(Beginning of SELECTED TEXT)

Research Article: Rare cell isolation and recovery on open-channel microfluidic chip

Date Published: April 20, 2017

Publisher: Public Library of Science

Author(s): Taisuke Masuda, Woneui Song, Hayao Nakanishi, Wu Lei, Anas Mohd Noor, Fumihito Arai, Jeffrey Chalmers.


The ability to accurately detect and analyze rare cells in a cell population is critical not only for the study of disease progression but also for next flow cytometry systems in clinical application. Here, we report the development of a prototype device, the ‘Rare cell sorter’, for isolating and recovering single rare cells from whole blood samples. On this device, we utilized an open-channel microfluidic chip for rare cell isolation. And the advantage of open-channel allows us to recover the isolated rare cell directly from the chip. We set the circulating tumor cell (CTC) as a target cell.

Partial Text

Isolation of rare cells (low-abundance cells), such as circulating tumor cells (CTCs) [1], fetal nucleated red blood cells (fNRBC) [2], and vascular epithelial cells (ECs) [3], from large population of background cells such as blood has a wide range of applications. Several studies have analyzed the genetic mutations carried by CTCs, comparing the mutations to those of primary tumors or correlating the findings to the severity or spread of the patient’s disease [4, 5]. Therefore, the leading applications of CTC analyses are real-time genetic analyses of tumor cells. This is a subject that has become critical in the new era of genetically targeted cancer therapies. Thus, peripheral blood might serve as a perfect alternative sample for cancer diagnoses, such that the analysis of CTCs has been termed ‘liquid biopsy’ [6, 7].

(End of SELECTED TEXT)

- REQUIRED WORK
1. Summarize the article on rare cell isolation in two sentences.
2. Pick up the article on rare cell isolation after its last sentence and continue it.

(Beginning of RAW DATA)

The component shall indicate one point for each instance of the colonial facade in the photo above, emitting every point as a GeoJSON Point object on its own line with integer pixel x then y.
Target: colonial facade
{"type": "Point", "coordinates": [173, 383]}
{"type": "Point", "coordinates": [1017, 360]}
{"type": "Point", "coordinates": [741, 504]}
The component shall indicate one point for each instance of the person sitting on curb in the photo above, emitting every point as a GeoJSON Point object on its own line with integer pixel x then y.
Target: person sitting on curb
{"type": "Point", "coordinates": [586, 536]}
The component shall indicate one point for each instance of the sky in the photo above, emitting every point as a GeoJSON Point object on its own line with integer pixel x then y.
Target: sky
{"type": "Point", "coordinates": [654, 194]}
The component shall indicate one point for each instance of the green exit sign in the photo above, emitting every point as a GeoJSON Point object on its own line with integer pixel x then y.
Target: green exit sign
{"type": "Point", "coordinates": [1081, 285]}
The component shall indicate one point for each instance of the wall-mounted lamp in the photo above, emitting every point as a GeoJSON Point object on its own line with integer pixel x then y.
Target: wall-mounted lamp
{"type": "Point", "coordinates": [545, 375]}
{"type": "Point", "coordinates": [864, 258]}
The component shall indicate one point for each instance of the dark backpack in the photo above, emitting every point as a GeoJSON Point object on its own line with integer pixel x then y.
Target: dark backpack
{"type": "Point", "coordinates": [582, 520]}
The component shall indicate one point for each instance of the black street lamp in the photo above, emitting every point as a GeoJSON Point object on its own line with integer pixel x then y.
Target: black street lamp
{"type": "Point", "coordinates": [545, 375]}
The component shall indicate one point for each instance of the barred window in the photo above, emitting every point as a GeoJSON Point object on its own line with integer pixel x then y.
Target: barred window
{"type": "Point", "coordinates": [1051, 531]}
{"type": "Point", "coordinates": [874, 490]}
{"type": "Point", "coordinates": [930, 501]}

(End of RAW DATA)

- RESULTS IN ORDER
1. The article reports a prototype device, the "Rare cell sorter," which uses an open-channel microfluidic chip to isolate single rare cells from whole blood and recover them directly from the chip, with circulating tumor cells as the target. It notes that isolating rare cells has a wide range of applications and that real-time genetic analysis of circulating tumor cells, called "liquid biopsy," has become critical in the era of genetically targeted cancer therapies.

2.
Analysis of CTCs is an active areas of cancer research because these cells can be used as biomarkers for liquid biopsy to estimate the risk of metastatic relapse or metastatic progression and for real-time monitoring of cancer therapies. A number of methods for isolating CTCs have been reported, including fluorescence-activated cell sorting and magnetic-activated cell sorting. Reports of microfluidic chips have increased recently because hydrodynamic methods based on inertial microfluidics are widely applicable and thus enable continuous high-throughput separation of a variety of particles [27–29].

The present paper discussed the development of a prototype device, the ‘Rare cell sorter’, for isolating and recovering single rare cells from the whole blood samples. This device had an open-channel microfluidic chip for rare cell isolation and a micropipette manipulation for single cell recovery. Even though our isolation method is size-based and the applicable target is limited, the new concept utilizing the combination of an open-channel microfluidic chip and micropipette manipulation to achieve cell recovery is meaningful. Therefore, making hybrid method for cell isolation, we hope that open-channel microfluidic chip expand the application area, such as pre-treatment for single cell analysis.